• Data provided:

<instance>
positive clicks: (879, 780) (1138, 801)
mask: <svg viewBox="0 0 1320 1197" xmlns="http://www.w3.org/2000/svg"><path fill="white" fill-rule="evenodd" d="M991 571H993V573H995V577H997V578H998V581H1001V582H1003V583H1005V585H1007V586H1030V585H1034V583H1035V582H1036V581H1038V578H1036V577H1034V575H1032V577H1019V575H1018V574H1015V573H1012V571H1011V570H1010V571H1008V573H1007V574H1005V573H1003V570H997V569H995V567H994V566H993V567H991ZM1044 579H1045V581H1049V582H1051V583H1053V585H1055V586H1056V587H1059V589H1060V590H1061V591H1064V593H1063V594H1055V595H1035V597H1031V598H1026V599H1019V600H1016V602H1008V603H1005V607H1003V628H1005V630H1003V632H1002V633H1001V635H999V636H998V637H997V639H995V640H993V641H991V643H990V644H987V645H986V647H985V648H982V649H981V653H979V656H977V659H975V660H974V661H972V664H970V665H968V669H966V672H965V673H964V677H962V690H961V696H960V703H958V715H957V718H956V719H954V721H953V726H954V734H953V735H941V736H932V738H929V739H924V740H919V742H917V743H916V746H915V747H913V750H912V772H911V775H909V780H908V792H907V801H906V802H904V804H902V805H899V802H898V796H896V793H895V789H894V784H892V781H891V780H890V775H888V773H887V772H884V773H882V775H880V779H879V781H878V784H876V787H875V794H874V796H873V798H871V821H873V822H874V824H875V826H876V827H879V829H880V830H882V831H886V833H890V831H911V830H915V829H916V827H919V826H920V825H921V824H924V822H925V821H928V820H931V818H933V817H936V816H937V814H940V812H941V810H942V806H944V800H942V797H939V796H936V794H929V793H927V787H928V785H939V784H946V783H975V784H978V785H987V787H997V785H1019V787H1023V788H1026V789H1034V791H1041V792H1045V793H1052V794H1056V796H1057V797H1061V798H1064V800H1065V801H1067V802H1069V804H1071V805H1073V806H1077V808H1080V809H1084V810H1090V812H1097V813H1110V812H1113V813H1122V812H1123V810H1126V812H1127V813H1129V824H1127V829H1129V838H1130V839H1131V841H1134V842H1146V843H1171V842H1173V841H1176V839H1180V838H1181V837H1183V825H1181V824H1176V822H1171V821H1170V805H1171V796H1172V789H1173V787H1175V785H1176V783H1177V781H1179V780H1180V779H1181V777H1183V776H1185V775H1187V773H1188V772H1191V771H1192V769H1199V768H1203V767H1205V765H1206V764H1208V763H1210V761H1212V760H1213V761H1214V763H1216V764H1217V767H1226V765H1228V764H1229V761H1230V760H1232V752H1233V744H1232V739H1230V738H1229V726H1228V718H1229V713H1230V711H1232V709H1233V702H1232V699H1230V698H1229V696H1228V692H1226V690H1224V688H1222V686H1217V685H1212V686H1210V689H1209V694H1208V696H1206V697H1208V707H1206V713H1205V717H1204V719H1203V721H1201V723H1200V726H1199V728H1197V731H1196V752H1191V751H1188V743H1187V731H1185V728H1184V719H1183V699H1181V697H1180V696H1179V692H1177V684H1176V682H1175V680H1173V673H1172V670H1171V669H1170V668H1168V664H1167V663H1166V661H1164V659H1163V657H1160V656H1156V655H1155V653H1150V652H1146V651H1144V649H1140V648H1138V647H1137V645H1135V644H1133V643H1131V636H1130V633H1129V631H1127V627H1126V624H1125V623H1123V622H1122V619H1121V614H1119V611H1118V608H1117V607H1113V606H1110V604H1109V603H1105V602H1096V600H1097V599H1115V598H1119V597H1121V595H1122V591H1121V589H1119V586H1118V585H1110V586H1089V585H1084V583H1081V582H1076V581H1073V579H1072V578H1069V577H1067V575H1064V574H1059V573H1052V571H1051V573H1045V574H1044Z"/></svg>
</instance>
* * *
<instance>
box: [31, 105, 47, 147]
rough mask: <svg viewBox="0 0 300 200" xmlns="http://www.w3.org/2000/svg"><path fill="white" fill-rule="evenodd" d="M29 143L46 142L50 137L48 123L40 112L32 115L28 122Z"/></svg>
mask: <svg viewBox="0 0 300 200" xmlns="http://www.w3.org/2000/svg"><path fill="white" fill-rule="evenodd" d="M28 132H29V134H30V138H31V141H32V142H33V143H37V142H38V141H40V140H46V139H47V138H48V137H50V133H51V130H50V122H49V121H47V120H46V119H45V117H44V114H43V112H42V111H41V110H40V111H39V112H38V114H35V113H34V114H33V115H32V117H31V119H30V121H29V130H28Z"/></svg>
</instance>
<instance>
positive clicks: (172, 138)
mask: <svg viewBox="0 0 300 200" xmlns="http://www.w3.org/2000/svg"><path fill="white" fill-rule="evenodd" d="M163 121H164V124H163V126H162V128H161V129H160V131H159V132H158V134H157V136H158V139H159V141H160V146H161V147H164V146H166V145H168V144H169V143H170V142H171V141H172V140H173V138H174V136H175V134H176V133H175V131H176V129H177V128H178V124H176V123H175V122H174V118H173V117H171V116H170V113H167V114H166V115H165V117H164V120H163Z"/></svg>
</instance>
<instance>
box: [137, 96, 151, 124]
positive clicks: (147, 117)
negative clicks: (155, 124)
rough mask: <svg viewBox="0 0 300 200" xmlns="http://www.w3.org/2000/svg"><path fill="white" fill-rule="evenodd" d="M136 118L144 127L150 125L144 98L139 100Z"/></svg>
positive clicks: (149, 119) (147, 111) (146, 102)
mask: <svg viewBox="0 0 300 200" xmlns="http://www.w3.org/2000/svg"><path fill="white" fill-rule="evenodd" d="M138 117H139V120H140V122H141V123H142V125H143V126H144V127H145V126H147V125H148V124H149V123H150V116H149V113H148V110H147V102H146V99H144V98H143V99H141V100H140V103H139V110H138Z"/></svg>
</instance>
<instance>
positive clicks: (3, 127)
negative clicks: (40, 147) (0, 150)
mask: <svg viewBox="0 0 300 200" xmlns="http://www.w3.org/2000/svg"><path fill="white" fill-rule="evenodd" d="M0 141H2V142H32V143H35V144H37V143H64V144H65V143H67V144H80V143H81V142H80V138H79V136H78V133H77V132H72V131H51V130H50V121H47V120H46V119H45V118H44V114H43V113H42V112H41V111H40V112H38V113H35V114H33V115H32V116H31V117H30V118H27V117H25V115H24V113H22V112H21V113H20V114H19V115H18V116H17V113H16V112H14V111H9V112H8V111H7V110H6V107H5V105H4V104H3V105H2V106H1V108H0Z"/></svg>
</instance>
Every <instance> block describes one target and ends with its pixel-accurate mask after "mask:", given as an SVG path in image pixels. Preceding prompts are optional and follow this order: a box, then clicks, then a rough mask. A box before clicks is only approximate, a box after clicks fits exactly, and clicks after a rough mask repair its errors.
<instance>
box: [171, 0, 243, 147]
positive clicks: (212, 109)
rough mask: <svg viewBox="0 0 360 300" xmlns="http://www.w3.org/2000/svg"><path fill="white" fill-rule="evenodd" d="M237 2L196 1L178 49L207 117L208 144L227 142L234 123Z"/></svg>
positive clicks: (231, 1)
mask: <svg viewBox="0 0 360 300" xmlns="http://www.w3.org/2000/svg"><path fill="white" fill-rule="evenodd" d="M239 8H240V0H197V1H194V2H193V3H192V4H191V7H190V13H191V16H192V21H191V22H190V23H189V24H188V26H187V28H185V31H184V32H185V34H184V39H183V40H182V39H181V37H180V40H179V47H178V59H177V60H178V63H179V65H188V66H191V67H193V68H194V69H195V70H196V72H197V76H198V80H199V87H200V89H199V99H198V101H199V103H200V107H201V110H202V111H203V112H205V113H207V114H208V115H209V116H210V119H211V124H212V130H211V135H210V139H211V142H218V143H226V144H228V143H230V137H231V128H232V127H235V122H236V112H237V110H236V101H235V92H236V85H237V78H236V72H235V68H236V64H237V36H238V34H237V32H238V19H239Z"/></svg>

• Task description: How many lines of the material above contain the string "negative"? Case counts; give only the number.

• Response: 2